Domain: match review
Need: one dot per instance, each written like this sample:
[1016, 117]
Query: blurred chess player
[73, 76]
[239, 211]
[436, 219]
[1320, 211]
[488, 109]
-------------------------
(Aim):
Please edit the rows above so that "blurred" becomes "partly hidden", keeping everything else the same.

(Complete response):
Domain: match review
Need: one dot per instance, each written like this sample:
[1016, 117]
Query: partly hidden chess player
[73, 76]
[239, 211]
[436, 219]
[1320, 211]
[488, 109]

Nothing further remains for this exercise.